# [PROBLEMS TO WORK ON]
a: In the American Princess article, condense the paragraph beginning "American Princess follows" into a short bulleted list that keeps its main facts.
b: Reproduce the American Princess article word for word from "American Princess is" to "after one season.".
c: Based on the American Princess article, say whether each statement is true, answering yes or no and quoting the words that decide it: (i) Lifetime canceled the series after two seasons. (ii) Tara Herrmann was an executive producer of the series. (iii) Georgia Flood plays Amanda Klein.

# [DOCUMENT SEGMENT]
* BEGIN *

American Princess is an American comedy-drama television series created by Jamie Denbo that premiered on June 2, 2019, on Lifetime. Denbo wrote for the series and executive produced alongside Jenji Kohan and Tara Herrmann. On August 29, 2019, Lifetime canceled the series after one season.

Premise
American Princess follows "Amanda, an Upper East Side socialite, who runs off to join a Renaissance Faire after her wedding goes awry. Amanda’s storybook wedding plans are dramatically derailed when she discovers her fiancé is cheating on her, just hours before they are to be wed. Outraged, Amanda reacts violently to the indiscretions and runs away from her own dream wedding in the countryside, only to find herself stranded in the middle of a Renaissance Faire with no phone and no way home. She soon discovers her outburst has made tabloid headlines and experiences a nervous breakdown, leading her to re-evaluate her life. The unexpected awakening leads Amanda to leave everything she thought she cared about behind, to become the Faire’s newest wench-in-waiting."

Cast and characters

Main

Georgia Flood as Amanda Klein
Lucas Neff as David
Seana Kofoed as Maggie
Rory O’Malley as Brian
Mary Hollis Inboden as Delilah

Recurring

Lesley Ann Warren as Joanntha
Max Ehrich as Brett
Mimi Gianopulos as Morgan
Helen Madelyn Kim as Lexi
Tommy Dorfman as Nick
Taylor Gray as Jose
Erin Pineda as Helen
Matt Peters as Shart O’Belly
Lucas Hazlett as Stick
Lex King as Callie
Steve Agee as Lee
Kitana Turnbull as Breeze
Mike Lane as Bo
Juan Alfonso as Juan Andres, aka "Faire Bear"

* END *

# [SUPPLIED ENTRIES]
* BEGIN *

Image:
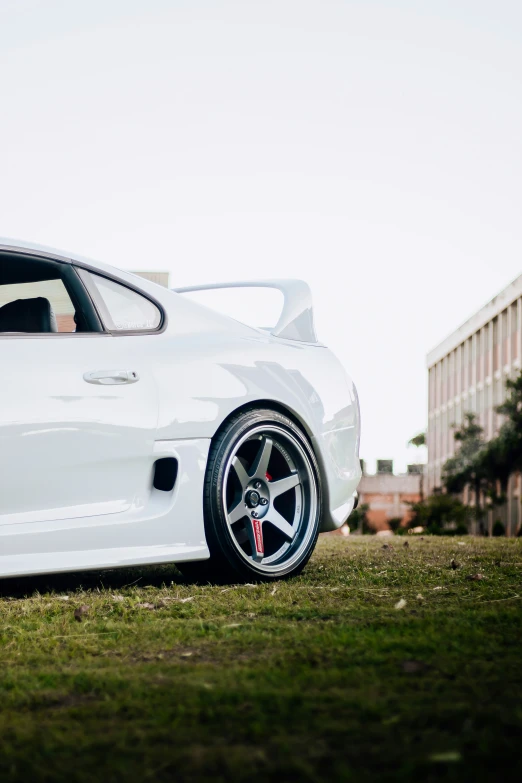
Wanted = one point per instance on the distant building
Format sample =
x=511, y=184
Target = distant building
x=388, y=495
x=467, y=373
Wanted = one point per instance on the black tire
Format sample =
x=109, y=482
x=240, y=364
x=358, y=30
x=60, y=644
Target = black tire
x=239, y=552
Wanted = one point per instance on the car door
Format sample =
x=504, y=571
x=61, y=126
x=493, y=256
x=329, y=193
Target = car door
x=78, y=409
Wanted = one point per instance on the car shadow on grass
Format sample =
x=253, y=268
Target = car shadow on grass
x=80, y=581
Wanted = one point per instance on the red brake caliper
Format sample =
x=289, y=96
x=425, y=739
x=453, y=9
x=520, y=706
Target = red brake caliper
x=258, y=537
x=258, y=530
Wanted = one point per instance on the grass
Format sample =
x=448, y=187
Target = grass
x=329, y=677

* END *

# [TASK ANSWERS]
a:
- Amanda, an Upper East Side socialite, learns her fiancé is cheating on her hours before their wedding.
- She reacts violently and flees her countryside wedding.
- She ends up stranded at a Renaissance Faire with no phone and no way home.
- Her outburst makes tabloid headlines, and she has a nervous breakdown that leads her to re-evaluate her life.
- She leaves her old life behind to become the Faire's newest wench-in-waiting.

b:
American Princess is an American comedy-drama television series created by Jamie Denbo that premiered on June 2, 2019, on Lifetime. Denbo wrote for the series and executive produced alongside Jenji Kohan and Tara Herrmann. On August 29, 2019, Lifetime canceled the series after one season.

c:
(i) No: "Lifetime canceled the series after one season."
(ii) Yes: "executive produced alongside Jenji Kohan and Tara Herrmann"
(iii) Yes: "Georgia Flood as Amanda Klein"